Point placement records:
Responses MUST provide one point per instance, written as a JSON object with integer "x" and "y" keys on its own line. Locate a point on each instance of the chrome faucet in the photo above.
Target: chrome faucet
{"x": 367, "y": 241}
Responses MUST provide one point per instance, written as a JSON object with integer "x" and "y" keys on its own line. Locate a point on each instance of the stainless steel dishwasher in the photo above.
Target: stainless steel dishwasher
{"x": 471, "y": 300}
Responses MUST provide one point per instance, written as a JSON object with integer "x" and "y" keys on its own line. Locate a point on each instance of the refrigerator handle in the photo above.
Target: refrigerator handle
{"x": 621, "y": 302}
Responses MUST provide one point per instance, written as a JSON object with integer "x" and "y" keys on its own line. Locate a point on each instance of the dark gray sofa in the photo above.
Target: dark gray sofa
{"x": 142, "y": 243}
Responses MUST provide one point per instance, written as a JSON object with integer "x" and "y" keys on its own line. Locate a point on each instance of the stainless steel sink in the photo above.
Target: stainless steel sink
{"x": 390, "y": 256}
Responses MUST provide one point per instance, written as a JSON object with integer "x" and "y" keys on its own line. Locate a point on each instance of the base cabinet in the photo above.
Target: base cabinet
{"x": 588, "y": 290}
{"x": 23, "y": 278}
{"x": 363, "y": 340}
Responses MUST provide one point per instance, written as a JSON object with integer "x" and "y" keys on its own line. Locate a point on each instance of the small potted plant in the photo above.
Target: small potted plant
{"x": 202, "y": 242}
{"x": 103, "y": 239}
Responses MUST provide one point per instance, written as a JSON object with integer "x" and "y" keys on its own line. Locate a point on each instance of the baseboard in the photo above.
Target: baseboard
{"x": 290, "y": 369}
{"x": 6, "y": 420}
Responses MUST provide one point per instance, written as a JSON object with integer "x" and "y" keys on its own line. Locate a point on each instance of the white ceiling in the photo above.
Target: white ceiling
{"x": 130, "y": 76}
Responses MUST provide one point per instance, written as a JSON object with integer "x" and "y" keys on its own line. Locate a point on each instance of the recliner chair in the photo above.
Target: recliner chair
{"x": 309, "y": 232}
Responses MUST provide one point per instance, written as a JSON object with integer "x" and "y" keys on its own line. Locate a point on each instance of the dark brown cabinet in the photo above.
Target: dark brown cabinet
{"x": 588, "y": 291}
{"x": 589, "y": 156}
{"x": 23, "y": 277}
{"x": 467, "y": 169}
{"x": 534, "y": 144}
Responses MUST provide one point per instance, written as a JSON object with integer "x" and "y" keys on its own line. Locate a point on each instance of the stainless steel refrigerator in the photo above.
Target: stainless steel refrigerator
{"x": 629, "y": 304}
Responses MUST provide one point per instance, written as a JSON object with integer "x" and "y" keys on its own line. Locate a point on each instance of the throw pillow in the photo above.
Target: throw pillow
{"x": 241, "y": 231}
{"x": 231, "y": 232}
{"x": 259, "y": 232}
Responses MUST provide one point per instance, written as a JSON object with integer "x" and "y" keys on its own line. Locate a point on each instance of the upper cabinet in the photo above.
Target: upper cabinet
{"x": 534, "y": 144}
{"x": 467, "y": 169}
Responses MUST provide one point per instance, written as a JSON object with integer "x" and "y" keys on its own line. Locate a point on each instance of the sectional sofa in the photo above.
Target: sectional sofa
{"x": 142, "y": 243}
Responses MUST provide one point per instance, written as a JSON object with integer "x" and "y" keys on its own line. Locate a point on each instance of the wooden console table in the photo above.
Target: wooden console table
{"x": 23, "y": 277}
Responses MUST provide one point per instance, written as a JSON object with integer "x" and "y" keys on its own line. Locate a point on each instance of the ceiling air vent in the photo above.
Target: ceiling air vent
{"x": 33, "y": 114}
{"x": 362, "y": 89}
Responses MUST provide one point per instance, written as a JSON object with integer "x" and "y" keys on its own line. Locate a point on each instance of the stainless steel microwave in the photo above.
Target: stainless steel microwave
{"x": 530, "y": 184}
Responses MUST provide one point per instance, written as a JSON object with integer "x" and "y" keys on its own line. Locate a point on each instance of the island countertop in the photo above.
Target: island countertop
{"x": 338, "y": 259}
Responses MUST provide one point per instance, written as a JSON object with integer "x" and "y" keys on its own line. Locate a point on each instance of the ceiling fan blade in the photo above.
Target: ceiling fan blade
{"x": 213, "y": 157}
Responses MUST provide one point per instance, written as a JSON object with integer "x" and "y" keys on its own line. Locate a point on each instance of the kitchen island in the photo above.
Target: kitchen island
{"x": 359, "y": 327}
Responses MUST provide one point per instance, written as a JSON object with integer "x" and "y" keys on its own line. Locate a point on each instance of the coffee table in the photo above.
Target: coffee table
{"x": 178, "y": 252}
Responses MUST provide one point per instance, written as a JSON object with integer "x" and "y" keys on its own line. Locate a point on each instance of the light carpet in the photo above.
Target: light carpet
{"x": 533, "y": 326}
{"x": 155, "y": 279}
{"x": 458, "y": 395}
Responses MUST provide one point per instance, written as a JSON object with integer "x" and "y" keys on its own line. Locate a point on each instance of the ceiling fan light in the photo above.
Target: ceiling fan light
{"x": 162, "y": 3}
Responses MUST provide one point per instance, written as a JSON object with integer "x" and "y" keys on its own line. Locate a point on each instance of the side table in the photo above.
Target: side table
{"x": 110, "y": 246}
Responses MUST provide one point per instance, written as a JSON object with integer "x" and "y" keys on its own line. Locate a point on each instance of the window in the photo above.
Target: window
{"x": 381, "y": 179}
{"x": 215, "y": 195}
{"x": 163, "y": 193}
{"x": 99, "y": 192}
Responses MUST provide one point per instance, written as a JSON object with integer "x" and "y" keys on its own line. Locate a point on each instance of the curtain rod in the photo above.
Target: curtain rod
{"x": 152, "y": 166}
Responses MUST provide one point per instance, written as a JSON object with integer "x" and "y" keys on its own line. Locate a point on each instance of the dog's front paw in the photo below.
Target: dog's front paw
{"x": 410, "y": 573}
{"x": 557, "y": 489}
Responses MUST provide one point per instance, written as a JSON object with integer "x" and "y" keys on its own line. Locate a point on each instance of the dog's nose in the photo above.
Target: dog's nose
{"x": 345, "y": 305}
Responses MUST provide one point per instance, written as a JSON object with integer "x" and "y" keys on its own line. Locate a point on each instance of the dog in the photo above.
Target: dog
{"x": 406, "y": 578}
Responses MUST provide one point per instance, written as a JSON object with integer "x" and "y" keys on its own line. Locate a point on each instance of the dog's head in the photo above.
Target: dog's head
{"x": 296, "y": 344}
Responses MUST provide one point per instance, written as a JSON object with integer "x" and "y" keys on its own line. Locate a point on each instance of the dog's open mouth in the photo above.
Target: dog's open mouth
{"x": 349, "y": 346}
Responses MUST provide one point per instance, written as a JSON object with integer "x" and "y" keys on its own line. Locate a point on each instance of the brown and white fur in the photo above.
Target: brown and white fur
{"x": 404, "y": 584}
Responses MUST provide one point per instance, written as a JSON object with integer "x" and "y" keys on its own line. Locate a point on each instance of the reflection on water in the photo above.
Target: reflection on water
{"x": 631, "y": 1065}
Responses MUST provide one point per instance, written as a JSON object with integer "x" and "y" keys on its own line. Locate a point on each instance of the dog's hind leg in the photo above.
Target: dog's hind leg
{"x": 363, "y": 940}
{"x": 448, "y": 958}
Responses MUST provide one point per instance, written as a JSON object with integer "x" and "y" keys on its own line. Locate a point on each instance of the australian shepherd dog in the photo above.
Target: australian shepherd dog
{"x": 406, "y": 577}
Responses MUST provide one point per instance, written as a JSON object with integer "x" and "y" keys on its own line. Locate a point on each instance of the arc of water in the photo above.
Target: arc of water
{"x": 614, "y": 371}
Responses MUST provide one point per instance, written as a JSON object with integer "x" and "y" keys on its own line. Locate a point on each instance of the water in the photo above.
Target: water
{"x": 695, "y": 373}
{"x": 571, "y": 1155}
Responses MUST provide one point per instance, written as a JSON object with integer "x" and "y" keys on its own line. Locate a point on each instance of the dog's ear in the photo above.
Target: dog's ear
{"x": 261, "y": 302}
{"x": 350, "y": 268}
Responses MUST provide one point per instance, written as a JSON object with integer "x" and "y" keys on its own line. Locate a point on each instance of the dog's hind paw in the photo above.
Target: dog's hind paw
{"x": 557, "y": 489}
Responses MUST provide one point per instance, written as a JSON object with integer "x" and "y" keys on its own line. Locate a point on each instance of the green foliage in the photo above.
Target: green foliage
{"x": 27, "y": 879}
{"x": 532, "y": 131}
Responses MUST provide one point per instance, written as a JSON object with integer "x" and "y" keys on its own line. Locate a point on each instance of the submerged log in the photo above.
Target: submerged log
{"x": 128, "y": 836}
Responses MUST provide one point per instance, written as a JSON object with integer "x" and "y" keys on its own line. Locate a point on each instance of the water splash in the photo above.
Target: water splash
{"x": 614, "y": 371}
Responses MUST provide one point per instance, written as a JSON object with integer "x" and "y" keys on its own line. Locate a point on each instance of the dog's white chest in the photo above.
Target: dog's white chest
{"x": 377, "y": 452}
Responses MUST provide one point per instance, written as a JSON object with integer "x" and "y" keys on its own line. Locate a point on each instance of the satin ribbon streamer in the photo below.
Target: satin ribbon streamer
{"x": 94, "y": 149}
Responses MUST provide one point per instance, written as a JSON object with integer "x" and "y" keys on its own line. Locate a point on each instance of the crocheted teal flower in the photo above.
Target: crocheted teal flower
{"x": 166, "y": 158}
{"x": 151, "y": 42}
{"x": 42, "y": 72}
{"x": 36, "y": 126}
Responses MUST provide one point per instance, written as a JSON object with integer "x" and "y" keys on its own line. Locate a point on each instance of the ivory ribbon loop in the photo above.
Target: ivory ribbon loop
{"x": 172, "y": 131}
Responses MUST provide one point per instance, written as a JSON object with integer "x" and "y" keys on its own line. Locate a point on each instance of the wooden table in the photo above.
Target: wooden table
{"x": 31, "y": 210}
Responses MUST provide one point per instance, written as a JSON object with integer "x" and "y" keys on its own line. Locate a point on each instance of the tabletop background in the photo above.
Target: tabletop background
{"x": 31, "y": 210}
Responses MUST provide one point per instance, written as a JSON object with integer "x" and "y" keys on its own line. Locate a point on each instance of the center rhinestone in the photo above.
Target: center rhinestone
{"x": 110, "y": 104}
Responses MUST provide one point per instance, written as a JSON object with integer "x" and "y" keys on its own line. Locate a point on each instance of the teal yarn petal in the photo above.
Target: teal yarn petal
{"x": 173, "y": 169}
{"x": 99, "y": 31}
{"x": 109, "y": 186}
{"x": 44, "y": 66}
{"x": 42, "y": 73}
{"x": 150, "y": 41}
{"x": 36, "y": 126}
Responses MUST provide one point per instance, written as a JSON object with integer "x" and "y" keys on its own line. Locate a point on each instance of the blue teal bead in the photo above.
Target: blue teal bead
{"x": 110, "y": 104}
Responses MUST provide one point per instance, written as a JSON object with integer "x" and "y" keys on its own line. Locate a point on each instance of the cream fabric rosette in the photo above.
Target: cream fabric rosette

§ **Task**
Reproduce verbatim the lines beginning with the one containing "rosette in the photo above." and continuing through the last line.

§ **Final answer**
Responses MUST provide one point per instance, written as a JSON object with integer "x" and "y" keys on its own line. Locate a point on each instance of the cream fabric rosette in the photo above.
Target: cream fabric rosette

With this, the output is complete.